• **TASK REQUIREMENTS**
(A) For each of the following statements, say yes or no as to whether it agrees with the passage about Namibia's nuclear power proposal, and quote the words of the passage that decide it: (i) Earthlife Namibia is one of the groups voicing concern about the plan; (ii) Phil ya Nangoloh gave his interview from Severodvinsk; (iii) the Russians announced in 2005 that they would build such a plant in northern Russia.
(B) Repeat word for word the part of the passage about Namibia's nuclear power proposal that opens with the words containing "In Namibia, environmental" and closes with "opposes the plan.".
(C) Carry on the passage about Namibia's nuclear power proposal from its final sentence.

• **PROVIDED PASSAGE**
In Namibia, environmental and human rights groups are criticizing a proposal to build Russian-made nuclear power plants in the country. Earthlife Namibia and the National Society for Human Rights say they are concerned about health risks and damage to the environment.
Phil ya Nangoloh is the head of the human rights group. From Windhoek, he spoke to VOA English to Africa Service reporter Joe De Capua about why he opposes the plan.
“The problem is nuclear power is definitely not clean energy. It has never been and that is a very serious concern. We are very concerned that this is the beginning of perhaps even nuclear dumping on Namibian soil. And that is pollution and that is in fact death,” he says.
Ya Nangoloh says that the floating uranium-operated power plants have never really been tested. He says that in 2005 the Russians announced it would build such a plant in the town of Severodvinsk in northern Russia, but that no information is available for review.

• **RECORDS SHOWN**
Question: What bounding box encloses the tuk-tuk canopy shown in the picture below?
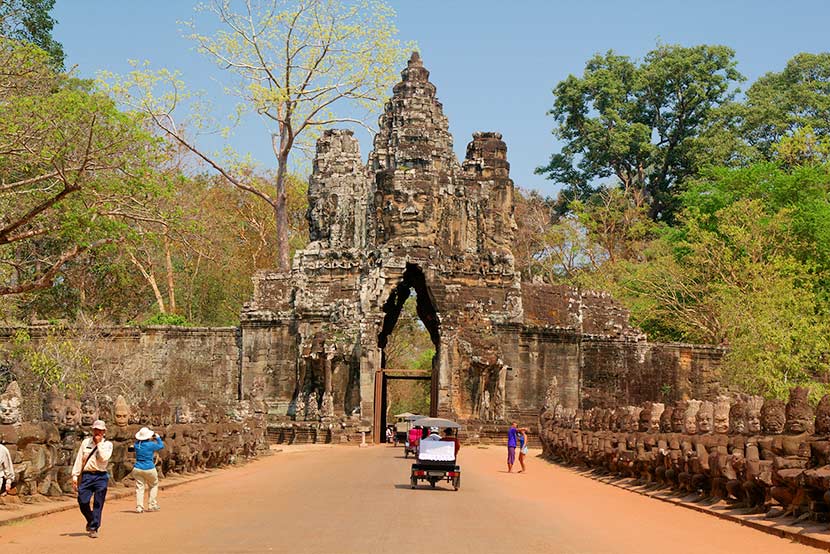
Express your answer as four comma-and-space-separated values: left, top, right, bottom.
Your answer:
412, 417, 461, 429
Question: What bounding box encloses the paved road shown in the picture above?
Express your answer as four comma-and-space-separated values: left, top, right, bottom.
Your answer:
0, 447, 819, 554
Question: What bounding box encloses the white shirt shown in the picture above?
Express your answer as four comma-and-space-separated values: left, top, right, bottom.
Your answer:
0, 444, 14, 482
72, 437, 112, 479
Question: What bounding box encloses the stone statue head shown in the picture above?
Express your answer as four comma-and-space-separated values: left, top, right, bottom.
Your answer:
375, 171, 438, 244
176, 398, 193, 424
43, 387, 64, 425
729, 396, 746, 435
0, 381, 23, 425
695, 400, 715, 435
712, 396, 732, 435
113, 394, 130, 427
683, 400, 702, 435
671, 400, 684, 433
746, 396, 764, 435
81, 395, 98, 427
648, 402, 666, 433
637, 402, 652, 433
147, 400, 163, 427
761, 398, 787, 435
784, 387, 814, 435
660, 406, 674, 433
63, 393, 81, 427
815, 394, 830, 435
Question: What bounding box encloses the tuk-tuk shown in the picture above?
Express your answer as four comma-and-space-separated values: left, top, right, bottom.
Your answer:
402, 414, 424, 458
409, 417, 461, 490
393, 412, 414, 443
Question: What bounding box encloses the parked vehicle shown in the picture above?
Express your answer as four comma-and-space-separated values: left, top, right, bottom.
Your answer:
409, 417, 461, 490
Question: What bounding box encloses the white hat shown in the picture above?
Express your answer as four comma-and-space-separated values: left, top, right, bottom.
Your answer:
135, 427, 155, 441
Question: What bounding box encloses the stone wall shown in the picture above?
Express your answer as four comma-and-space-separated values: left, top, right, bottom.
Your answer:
538, 386, 830, 524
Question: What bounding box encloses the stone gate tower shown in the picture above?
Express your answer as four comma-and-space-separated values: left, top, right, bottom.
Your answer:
241, 53, 696, 436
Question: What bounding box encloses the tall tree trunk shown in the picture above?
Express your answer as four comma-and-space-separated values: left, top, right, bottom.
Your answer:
130, 253, 167, 314
164, 235, 176, 314
274, 151, 291, 271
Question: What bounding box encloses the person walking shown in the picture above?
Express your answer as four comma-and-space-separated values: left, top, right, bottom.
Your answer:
72, 419, 112, 539
132, 427, 164, 514
0, 444, 14, 496
507, 421, 518, 473
519, 427, 527, 473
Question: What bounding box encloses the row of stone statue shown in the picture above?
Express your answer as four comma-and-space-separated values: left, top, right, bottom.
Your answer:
539, 387, 830, 521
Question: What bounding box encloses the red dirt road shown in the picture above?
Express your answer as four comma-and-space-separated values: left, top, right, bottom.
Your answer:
0, 446, 819, 554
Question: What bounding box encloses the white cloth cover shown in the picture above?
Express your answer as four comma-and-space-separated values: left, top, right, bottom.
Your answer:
418, 440, 455, 462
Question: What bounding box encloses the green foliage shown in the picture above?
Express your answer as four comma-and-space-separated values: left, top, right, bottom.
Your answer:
0, 0, 65, 70
537, 45, 743, 221
141, 313, 190, 327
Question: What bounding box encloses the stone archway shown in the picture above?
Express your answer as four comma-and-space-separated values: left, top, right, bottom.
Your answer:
373, 263, 441, 440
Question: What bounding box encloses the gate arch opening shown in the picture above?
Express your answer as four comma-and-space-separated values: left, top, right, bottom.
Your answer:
374, 264, 441, 441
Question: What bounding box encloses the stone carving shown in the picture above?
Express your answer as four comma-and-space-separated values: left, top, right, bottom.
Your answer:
114, 394, 131, 427
43, 386, 64, 425
242, 53, 659, 432
539, 387, 830, 521
81, 395, 98, 427
63, 393, 81, 428
0, 381, 23, 425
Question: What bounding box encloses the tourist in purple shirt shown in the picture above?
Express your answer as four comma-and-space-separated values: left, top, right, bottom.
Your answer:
507, 421, 518, 473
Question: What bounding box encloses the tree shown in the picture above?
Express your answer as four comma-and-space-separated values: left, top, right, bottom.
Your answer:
105, 0, 412, 271
738, 52, 830, 160
0, 38, 162, 296
536, 45, 743, 221
0, 0, 65, 70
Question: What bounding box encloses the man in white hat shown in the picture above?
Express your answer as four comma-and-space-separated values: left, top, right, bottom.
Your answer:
133, 427, 164, 514
0, 444, 14, 496
72, 419, 112, 539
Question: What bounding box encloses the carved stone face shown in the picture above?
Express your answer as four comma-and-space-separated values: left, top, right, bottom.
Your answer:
63, 398, 81, 427
660, 406, 674, 433
785, 387, 813, 435
671, 400, 686, 433
683, 400, 701, 435
113, 396, 130, 427
0, 381, 22, 425
637, 402, 652, 433
695, 400, 714, 435
81, 398, 98, 427
816, 394, 830, 435
176, 402, 193, 423
746, 396, 764, 435
712, 396, 731, 435
761, 399, 786, 435
43, 389, 64, 425
375, 173, 438, 242
729, 398, 746, 435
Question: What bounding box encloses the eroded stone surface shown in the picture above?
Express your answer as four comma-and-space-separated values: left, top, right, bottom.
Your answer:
241, 53, 720, 428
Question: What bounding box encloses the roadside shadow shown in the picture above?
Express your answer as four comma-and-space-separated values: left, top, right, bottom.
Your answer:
395, 485, 455, 492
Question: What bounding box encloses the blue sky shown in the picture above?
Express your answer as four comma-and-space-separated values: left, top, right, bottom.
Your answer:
53, 0, 830, 194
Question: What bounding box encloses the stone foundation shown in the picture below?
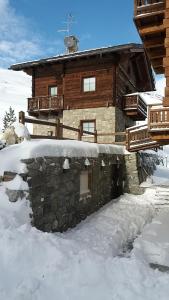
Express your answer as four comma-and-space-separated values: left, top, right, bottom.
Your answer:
16, 153, 158, 232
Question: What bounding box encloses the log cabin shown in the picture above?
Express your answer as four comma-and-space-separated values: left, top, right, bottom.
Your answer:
128, 0, 169, 150
10, 41, 155, 143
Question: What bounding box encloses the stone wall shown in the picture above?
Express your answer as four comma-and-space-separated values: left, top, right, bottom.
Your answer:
33, 116, 63, 135
33, 106, 134, 143
23, 154, 125, 231
125, 152, 160, 195
18, 154, 158, 232
63, 106, 115, 143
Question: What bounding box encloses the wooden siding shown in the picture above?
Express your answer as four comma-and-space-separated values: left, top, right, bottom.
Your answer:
35, 59, 115, 109
32, 51, 153, 109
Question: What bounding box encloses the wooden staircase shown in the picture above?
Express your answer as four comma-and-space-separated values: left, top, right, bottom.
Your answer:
126, 125, 160, 152
126, 0, 169, 152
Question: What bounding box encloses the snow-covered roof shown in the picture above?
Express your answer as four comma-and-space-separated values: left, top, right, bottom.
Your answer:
10, 43, 144, 71
0, 139, 128, 174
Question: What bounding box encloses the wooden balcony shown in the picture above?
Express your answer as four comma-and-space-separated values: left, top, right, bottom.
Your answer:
123, 94, 147, 121
126, 125, 159, 152
28, 96, 63, 115
148, 106, 169, 145
134, 0, 166, 74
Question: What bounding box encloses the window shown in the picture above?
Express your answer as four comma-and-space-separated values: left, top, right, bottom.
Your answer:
81, 120, 96, 135
80, 170, 90, 195
83, 77, 96, 92
49, 86, 58, 96
48, 130, 53, 136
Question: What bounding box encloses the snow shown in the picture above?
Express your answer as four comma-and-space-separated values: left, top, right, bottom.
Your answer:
0, 165, 169, 300
3, 175, 28, 191
0, 141, 169, 300
13, 122, 30, 139
0, 139, 127, 174
0, 69, 31, 128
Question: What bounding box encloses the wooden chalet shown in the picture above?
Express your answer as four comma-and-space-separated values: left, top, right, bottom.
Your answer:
11, 44, 155, 143
128, 0, 169, 151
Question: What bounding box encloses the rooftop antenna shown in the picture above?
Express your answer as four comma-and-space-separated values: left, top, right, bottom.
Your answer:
58, 13, 79, 53
58, 13, 75, 35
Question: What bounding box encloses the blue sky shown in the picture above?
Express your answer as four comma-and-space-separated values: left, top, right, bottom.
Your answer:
0, 0, 140, 67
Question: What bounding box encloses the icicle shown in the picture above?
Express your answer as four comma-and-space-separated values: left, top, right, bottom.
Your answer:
63, 158, 70, 170
84, 158, 90, 167
101, 159, 106, 167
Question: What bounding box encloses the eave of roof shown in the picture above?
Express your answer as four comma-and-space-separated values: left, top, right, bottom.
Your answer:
9, 43, 144, 71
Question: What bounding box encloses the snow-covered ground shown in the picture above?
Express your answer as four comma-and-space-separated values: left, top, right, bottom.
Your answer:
0, 69, 31, 128
0, 146, 169, 300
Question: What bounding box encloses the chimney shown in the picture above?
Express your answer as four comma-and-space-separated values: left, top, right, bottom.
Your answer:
64, 35, 79, 53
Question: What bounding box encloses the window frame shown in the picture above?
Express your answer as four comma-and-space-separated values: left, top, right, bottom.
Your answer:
80, 119, 96, 136
48, 85, 58, 97
82, 76, 96, 93
80, 170, 90, 196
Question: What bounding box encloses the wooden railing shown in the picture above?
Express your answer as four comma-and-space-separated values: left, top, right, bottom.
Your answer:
28, 96, 63, 111
123, 95, 147, 118
148, 106, 169, 131
126, 125, 159, 152
134, 0, 166, 16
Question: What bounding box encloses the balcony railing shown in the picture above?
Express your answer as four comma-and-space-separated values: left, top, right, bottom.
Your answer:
134, 0, 166, 17
124, 94, 147, 121
148, 106, 169, 131
126, 125, 159, 152
28, 96, 63, 112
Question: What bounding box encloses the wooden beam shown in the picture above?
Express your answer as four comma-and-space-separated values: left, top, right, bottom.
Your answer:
143, 36, 164, 49
139, 24, 165, 36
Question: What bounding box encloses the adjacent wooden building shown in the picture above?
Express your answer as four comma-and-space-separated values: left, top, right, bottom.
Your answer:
129, 0, 169, 149
11, 44, 154, 143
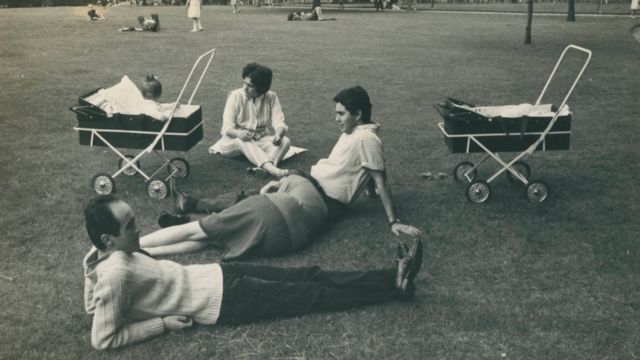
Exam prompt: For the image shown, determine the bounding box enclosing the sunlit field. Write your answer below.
[0,4,640,359]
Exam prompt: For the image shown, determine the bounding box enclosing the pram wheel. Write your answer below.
[525,181,549,202]
[147,180,169,199]
[507,161,531,182]
[453,161,478,184]
[167,158,190,179]
[467,180,491,204]
[118,155,140,176]
[91,173,116,195]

• **TASK-BY-TASK OUTPUTS**
(A)
(i) Yes: "Earthlife Namibia and the National Society for Human Rights say they are concerned about health risks and damage to the environment."
(ii) No: "From Windhoek, he spoke to VOA English to Africa Service reporter Joe De Capua"
(iii) Yes: "in 2005 the Russians announced it would build such a plant in the town of Severodvinsk in northern Russia"

(B)
In Namibia, environmental and human rights groups are criticizing a proposal to build Russian-made nuclear power plants in the country. Earthlife Namibia and the National Society for Human Rights say they are concerned about health risks and damage to the environment.
Phil ya Nangoloh is the head of the human rights group. From Windhoek, he spoke to VOA English to Africa Service reporter Joe De Capua about why he opposes the plan.

(C)
Asked whether the International Atomic Energy Agency would keep an eye on nuclear operations, ya Nangoloh says, “We really hope they will. But our concern is it must not even start. We are equally concerned about intensified uranium mining, which has its byproducts, which are extremely dangerous. We do not have the technology in Namibia…to clean up pollution when it takes place.”
Namibia recently opened the Langer Heinrich Uranium Mine, leading President Hifikepunye Pohamba to say that he’s proud of his country’s growing contribution to clean energy. President Pohamba also indicated Namibia could be a source of electricity in the SADC (Southern African Development Community) region.
The human rights activist says, “President Pohamba is ill-informed about the dangers that come with both uranium mining as well as uranium power stations.” Ya Nangoloh says that Russia has a poor nuclear safety record, citing the Chernobyl disaster in 1986 and several accidents aboard submarines.